Reproduce the listing below word for word, omitting the pictures.

-- -- --

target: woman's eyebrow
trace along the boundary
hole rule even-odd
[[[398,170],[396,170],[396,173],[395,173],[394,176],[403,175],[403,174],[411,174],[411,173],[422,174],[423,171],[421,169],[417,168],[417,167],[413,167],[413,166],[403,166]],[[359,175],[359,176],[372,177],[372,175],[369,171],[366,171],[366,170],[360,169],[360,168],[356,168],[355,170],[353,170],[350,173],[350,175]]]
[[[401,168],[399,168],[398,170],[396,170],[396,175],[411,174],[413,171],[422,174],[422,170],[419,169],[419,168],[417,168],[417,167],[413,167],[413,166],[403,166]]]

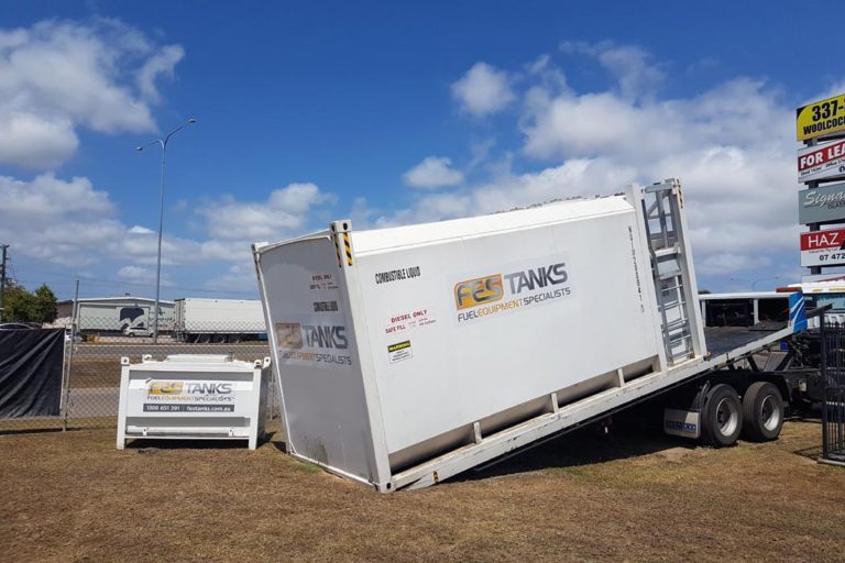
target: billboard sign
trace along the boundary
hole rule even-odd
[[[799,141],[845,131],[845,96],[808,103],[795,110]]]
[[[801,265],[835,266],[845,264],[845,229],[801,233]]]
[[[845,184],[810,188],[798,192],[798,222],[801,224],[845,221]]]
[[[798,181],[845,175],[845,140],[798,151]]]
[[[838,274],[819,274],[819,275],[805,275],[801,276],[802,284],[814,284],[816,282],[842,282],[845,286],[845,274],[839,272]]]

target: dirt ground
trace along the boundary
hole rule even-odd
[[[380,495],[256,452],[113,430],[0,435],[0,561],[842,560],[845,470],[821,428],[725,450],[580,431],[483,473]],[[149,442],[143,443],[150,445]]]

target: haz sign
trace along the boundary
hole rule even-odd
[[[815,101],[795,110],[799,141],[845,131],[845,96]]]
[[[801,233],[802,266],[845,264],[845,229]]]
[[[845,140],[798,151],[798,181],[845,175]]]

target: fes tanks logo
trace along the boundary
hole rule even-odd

-- -- --

### Answer to this task
target: woman's eyebrow
trace along the boundary
hole rule even-odd
[[[398,170],[396,170],[396,173],[395,173],[394,176],[403,175],[403,174],[411,174],[411,173],[422,174],[423,171],[421,169],[417,168],[417,167],[413,167],[413,166],[403,166]],[[359,175],[359,176],[372,177],[372,175],[369,171],[366,171],[366,170],[360,169],[360,168],[356,168],[355,170],[353,170],[350,173],[350,175]]]
[[[401,168],[399,168],[398,170],[396,170],[396,175],[411,174],[413,171],[422,174],[422,170],[419,169],[419,168],[417,168],[417,167],[413,167],[413,166],[403,166]]]

target: billboard sign
trace along the boundary
hole rule even-odd
[[[799,141],[845,131],[845,96],[808,103],[795,110]]]
[[[801,265],[835,266],[845,264],[845,229],[801,233]]]
[[[845,184],[810,188],[798,192],[798,222],[801,224],[845,221]]]
[[[798,181],[845,175],[845,140],[798,151]]]
[[[838,274],[819,274],[819,275],[805,275],[801,276],[802,284],[814,284],[816,282],[842,282],[845,286],[845,274],[839,272]]]

target: dirt ground
trace along the boundary
hole rule even-odd
[[[380,495],[256,452],[113,430],[0,435],[0,561],[842,560],[845,470],[821,428],[725,450],[580,431],[483,473]],[[149,442],[143,443],[150,445]]]

target: haz sign
trace along the boundary
hole rule even-odd
[[[815,101],[795,110],[799,141],[845,131],[845,96]]]
[[[801,233],[802,266],[845,264],[845,229]]]
[[[845,140],[798,151],[798,181],[845,175]]]

target: fes tanks logo
trace along the boundary
hole rule even-odd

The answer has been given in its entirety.